Recorded data:
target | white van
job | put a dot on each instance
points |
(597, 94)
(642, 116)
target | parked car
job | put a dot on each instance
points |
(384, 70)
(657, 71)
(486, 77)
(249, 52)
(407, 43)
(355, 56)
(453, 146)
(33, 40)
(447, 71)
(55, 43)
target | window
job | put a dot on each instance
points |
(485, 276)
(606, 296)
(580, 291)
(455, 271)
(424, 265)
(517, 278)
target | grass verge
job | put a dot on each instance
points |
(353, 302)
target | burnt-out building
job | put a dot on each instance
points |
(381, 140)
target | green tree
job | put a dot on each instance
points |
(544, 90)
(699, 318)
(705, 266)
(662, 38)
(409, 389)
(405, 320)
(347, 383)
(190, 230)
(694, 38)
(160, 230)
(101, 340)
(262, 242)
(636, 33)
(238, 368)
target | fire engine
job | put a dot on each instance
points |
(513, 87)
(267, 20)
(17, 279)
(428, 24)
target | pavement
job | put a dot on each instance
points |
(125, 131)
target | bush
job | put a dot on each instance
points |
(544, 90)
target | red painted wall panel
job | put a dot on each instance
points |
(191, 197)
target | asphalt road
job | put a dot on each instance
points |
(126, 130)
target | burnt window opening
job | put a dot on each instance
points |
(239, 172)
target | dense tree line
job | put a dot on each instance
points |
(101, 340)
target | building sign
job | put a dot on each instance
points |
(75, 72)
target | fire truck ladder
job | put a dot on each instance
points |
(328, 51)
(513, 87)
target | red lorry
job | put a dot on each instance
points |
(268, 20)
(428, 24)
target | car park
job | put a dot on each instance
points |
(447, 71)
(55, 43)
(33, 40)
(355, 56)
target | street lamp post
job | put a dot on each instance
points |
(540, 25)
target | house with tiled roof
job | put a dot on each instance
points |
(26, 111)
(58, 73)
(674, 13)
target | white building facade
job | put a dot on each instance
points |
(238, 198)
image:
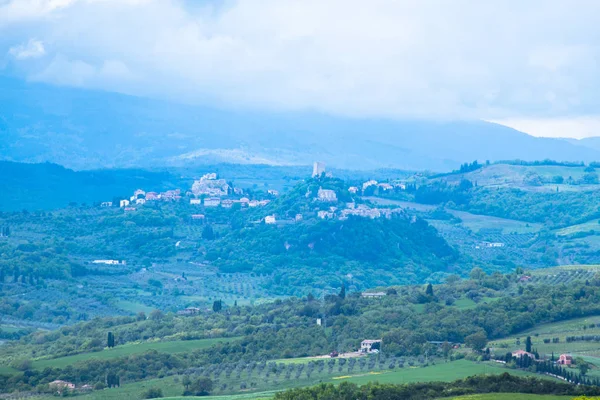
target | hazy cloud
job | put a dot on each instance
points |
(494, 59)
(32, 49)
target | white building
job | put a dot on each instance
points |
(318, 169)
(369, 183)
(326, 195)
(212, 202)
(366, 346)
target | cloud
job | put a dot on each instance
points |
(494, 59)
(33, 49)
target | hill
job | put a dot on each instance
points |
(84, 129)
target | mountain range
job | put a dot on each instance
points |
(86, 129)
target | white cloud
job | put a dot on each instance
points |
(492, 59)
(571, 127)
(32, 49)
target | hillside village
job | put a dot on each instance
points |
(211, 191)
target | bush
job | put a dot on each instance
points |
(152, 393)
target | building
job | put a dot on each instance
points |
(189, 311)
(325, 215)
(212, 202)
(326, 195)
(110, 262)
(152, 196)
(60, 386)
(370, 295)
(565, 359)
(318, 169)
(369, 183)
(523, 353)
(208, 185)
(227, 203)
(368, 346)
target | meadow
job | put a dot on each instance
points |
(178, 346)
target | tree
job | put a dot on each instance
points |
(477, 340)
(477, 274)
(208, 233)
(200, 387)
(152, 393)
(342, 294)
(528, 344)
(429, 290)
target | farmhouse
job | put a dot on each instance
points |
(523, 353)
(189, 311)
(60, 386)
(369, 346)
(565, 359)
(212, 202)
(326, 195)
(370, 295)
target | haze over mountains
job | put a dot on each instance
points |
(84, 129)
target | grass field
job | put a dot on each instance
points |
(179, 346)
(593, 225)
(133, 307)
(509, 396)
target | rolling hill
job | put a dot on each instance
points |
(83, 129)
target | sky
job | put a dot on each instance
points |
(532, 65)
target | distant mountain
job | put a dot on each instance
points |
(49, 186)
(85, 129)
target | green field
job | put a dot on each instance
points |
(179, 346)
(447, 371)
(593, 225)
(509, 396)
(133, 307)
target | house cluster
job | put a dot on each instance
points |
(141, 197)
(63, 387)
(489, 245)
(563, 359)
(372, 295)
(228, 203)
(360, 210)
(209, 185)
(370, 346)
(381, 186)
(110, 262)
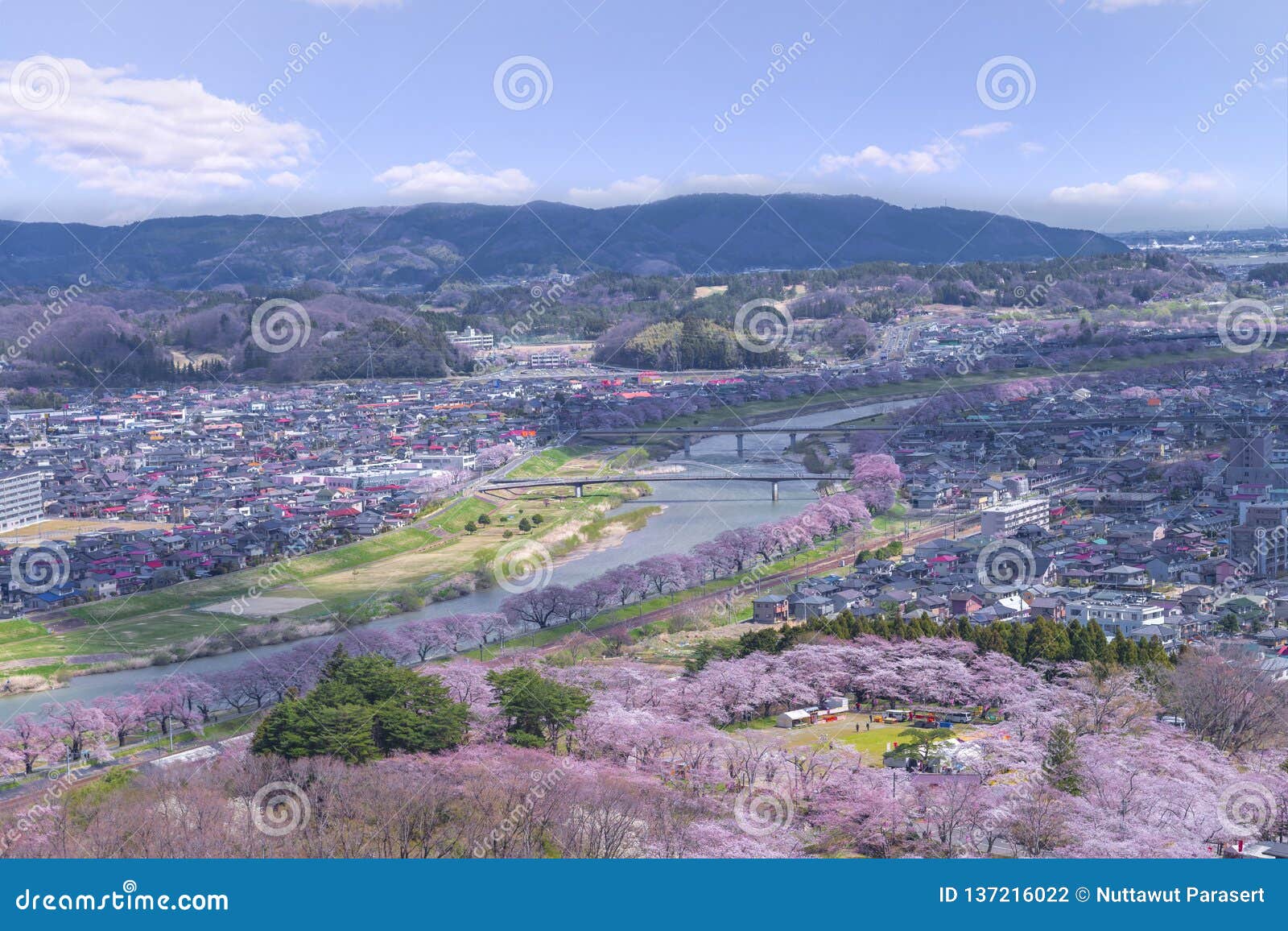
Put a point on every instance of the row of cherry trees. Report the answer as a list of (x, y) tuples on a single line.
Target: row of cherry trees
[(876, 480), (96, 729), (1079, 768)]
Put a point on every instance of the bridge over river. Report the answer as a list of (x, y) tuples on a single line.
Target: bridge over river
[(577, 484)]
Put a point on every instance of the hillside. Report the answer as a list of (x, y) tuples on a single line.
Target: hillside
[(422, 246)]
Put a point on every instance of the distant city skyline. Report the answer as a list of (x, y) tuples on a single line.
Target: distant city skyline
[(1113, 115)]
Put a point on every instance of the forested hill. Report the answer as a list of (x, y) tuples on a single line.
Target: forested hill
[(420, 246)]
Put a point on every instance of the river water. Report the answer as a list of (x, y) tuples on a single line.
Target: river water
[(693, 512)]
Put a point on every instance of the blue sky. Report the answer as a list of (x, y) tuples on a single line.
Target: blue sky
[(1121, 115)]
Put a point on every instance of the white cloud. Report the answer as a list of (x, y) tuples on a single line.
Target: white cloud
[(285, 180), (638, 190), (644, 188), (143, 139), (459, 182), (940, 155), (985, 129), (1114, 6), (931, 159), (354, 4), (729, 184), (1143, 184)]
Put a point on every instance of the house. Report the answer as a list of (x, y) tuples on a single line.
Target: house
[(770, 609), (795, 718)]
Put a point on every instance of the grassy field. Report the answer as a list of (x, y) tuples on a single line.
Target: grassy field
[(358, 581)]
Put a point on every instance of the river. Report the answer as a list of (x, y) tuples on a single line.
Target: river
[(693, 512)]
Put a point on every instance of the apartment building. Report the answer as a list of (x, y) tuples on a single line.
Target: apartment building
[(1004, 520), (21, 501)]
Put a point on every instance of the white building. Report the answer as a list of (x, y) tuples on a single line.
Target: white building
[(21, 501), (1004, 520), (472, 339), (1114, 613)]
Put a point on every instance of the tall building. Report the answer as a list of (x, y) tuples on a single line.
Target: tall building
[(21, 501), (1249, 461), (472, 339), (1261, 540), (1004, 520)]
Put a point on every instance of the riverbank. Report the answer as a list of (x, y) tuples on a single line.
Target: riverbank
[(762, 412), (440, 559)]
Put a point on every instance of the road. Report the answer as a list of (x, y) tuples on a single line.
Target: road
[(849, 544)]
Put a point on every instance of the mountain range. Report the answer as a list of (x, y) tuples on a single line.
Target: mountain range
[(419, 246)]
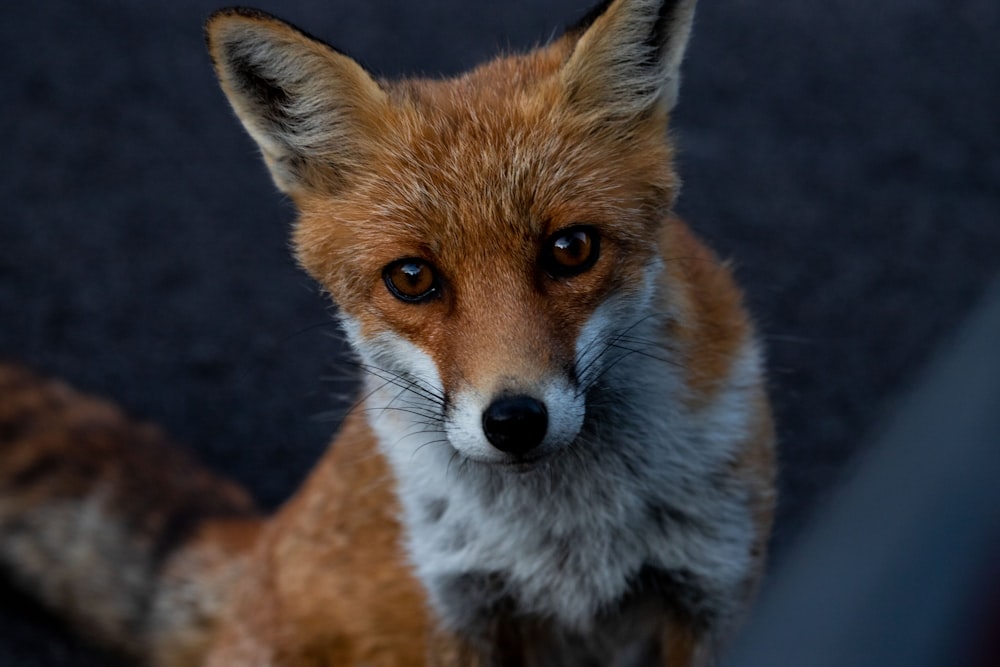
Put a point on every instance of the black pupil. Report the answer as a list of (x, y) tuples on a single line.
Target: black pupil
[(412, 274), (572, 247)]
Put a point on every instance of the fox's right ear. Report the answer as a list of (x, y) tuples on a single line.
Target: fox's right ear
[(312, 110)]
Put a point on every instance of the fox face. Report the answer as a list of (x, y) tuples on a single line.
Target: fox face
[(562, 379), (487, 238)]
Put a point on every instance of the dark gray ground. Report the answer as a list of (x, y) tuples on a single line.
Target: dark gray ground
[(845, 154)]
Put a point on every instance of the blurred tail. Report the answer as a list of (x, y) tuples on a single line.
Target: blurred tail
[(112, 527)]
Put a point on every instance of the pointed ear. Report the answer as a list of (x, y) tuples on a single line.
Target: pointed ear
[(312, 110), (627, 57)]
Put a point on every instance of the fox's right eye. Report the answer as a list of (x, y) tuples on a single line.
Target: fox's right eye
[(412, 280)]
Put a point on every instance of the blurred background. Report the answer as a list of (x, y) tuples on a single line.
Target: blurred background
[(844, 155)]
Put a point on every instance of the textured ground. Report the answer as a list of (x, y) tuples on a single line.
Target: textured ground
[(845, 154)]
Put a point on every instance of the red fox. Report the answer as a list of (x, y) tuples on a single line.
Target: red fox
[(563, 453)]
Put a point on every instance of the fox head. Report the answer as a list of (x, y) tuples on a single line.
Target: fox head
[(487, 238)]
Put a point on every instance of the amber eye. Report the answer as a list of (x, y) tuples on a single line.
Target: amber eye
[(571, 251), (411, 280)]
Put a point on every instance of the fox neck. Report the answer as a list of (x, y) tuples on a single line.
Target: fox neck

Problem: Transcribe the listing above line for line, from the first line to the line containing "target | dense tree line", inclusive, with no other lines.

Response below:
target | white van
job | put a dot on each instance
points |
(597, 94)
(642, 116)
target | parked car
job | put a dot on each instance
points |
(384, 70)
(657, 71)
(486, 77)
(249, 52)
(407, 43)
(355, 56)
(453, 146)
(33, 40)
(447, 71)
(55, 43)
target | window
job | put a dot on each instance
points |
(485, 276)
(606, 296)
(580, 291)
(455, 271)
(424, 265)
(517, 278)
target | grass verge
job | put a dot on each instance
points |
(353, 302)
target | burnt-out building
job | put a dot on each instance
points |
(381, 140)
target | green tree
job | put a dot on each instance
points |
(544, 90)
(699, 318)
(705, 266)
(662, 38)
(409, 389)
(405, 320)
(347, 383)
(190, 230)
(694, 38)
(160, 230)
(101, 340)
(262, 242)
(636, 33)
(238, 368)
target | fire engine
job | put a dot on each instance
points |
(513, 87)
(267, 20)
(17, 279)
(428, 24)
target | pavement
job | put a dot on each instance
points |
(125, 131)
target | bush
job | put a dot on each instance
points |
(544, 90)
target | red painted wall panel
job | put a dot on each instance
points |
(191, 197)
target | asphalt road
job | put a dot on each instance
points |
(126, 130)
target | burnt window opening
job | put a dot on each instance
points |
(239, 172)
target | dense tree line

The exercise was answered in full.